#### Action item
Return the full set of records, matching them character for character.

Segment Start: Records for the task

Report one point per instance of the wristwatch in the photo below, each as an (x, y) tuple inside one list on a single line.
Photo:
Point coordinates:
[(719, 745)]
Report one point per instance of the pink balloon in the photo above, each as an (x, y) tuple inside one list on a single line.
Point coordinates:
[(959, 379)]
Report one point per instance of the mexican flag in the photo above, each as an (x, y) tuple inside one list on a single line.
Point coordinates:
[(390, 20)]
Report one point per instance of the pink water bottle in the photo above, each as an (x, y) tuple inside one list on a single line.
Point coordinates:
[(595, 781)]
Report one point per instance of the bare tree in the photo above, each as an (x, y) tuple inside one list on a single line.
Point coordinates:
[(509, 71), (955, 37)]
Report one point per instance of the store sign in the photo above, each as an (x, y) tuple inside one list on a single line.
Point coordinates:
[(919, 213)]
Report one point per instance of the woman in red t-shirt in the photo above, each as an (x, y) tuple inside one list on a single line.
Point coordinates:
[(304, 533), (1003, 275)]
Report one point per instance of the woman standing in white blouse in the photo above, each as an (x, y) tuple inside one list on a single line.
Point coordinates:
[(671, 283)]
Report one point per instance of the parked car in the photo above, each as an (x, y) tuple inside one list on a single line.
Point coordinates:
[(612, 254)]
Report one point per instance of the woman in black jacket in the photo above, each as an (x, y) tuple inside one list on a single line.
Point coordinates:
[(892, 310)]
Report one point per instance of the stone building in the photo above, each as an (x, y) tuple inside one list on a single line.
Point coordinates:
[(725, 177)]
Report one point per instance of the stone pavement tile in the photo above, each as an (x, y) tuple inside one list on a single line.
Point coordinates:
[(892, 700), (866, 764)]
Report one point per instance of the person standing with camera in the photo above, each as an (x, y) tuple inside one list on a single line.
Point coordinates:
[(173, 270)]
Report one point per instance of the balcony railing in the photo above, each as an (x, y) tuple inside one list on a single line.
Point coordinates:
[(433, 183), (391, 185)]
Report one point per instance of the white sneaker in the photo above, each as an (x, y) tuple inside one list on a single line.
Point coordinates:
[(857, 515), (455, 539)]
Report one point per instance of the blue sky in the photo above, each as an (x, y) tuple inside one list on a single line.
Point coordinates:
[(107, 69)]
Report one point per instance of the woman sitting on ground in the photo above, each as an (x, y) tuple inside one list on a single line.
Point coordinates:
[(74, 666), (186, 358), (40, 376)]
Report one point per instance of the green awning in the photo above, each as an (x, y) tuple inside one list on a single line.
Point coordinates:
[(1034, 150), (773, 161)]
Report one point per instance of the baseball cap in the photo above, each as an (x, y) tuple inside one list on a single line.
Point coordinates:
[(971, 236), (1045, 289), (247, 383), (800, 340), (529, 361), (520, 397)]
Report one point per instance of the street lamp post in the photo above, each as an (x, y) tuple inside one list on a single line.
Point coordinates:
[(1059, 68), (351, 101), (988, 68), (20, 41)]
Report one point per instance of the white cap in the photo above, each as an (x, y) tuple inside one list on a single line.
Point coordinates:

Segment End: Records for the task

#### Solved problem
Report one point per instance of the wristwatch in the photo below, each as an (x, y) tuple inside one list on a single line.
Photo:
Point coordinates:
[(719, 745)]
Report one point per instance of the pink balloon in the photo above, each as an (x, y) tuple inside one list on a single line.
Point coordinates:
[(959, 379)]
Report one point per instance of the mexican flag in the photo above, each as an (x, y) tuple inside one list on a single line.
Point coordinates:
[(390, 20)]
Report one point per instance of the pink water bottle in the photo above, each as an (x, y) tuple inside one list on a single line.
Point coordinates:
[(595, 781)]
Report one point per instance of the bare tree in the photo above, each as an (x, y) tuple inside one list on a single line.
Point coordinates:
[(509, 71), (955, 37)]
Report one point per instance of the store sign in the photo above, each as an (x, y) tuple inside one list on a single line.
Point coordinates:
[(919, 213)]
Report one point per instance of the woman in red t-shirt in the photo above, each as an (x, y) tuple inside one list on a single line.
Point coordinates:
[(304, 533), (1003, 275)]
Report one point per instance of the woman standing in white blouse in the photo above, each as an (x, y) tuple inside one list on a single line.
Point coordinates:
[(671, 283)]
Report one point per instance of the parked car in the photo above, each as an (x, y) tuple inside one list on a single line.
Point coordinates:
[(612, 254)]
Report one point per instance of the woman in black jacket in the photo above, each as an (x, y) tuple inside one list on a single line.
Point coordinates:
[(892, 310)]
Report one point per instance of the stone building in the photo above, each as an (x, y) tuple inside one list on a single line.
Point coordinates:
[(725, 177)]
Report one point per instance of the stone pavement tile in the photo above, each as an (x, y) tuple inside one list on a single line.
Point coordinates:
[(892, 700), (866, 764)]
Report one point per instance of the person standing with camera in the photo above, each as an (x, y) tuple inside one list on a single line.
Point coordinates:
[(173, 270)]
Report one point per instance of the balcony railing in the photo above, each as an (x, y) tuple inside one list on a single line.
Point coordinates:
[(433, 183), (391, 185)]
Report one point per instance of the white sneaker in the photo above, each as an (x, y) tuple inside one list on a single line.
Point coordinates:
[(857, 515), (455, 539)]
Report one point per instance of the blue sky in the photo above, each as an (x, y) tuple inside one list on a single line.
Point coordinates:
[(107, 69)]
Report one point per instance of the woman sitting on ground in the photo above, each as an (x, y) tuple inside one list on a single line.
Point coordinates:
[(74, 666), (186, 358), (40, 376)]
Report one point per instance of the green awning in the photo above, each as an (x, y) tuple inside one list on a single line.
Point coordinates:
[(1034, 150), (773, 161)]
Report one point per instance of the baseball cap in the photo above, each as an (x, y) tuple inside one list on a single line.
Point coordinates:
[(971, 236), (1045, 289), (247, 383), (800, 340), (529, 361), (520, 397)]
Report one point per instance of the street lamp post in the photo above, each as an (x, y) tuple inside one list on a single line.
Point coordinates:
[(1059, 68), (351, 101), (988, 68), (20, 41)]
Report one point per instance of the white cap in the photo above, each as an (x, y) tuple inside one list on a single line.
Point coordinates:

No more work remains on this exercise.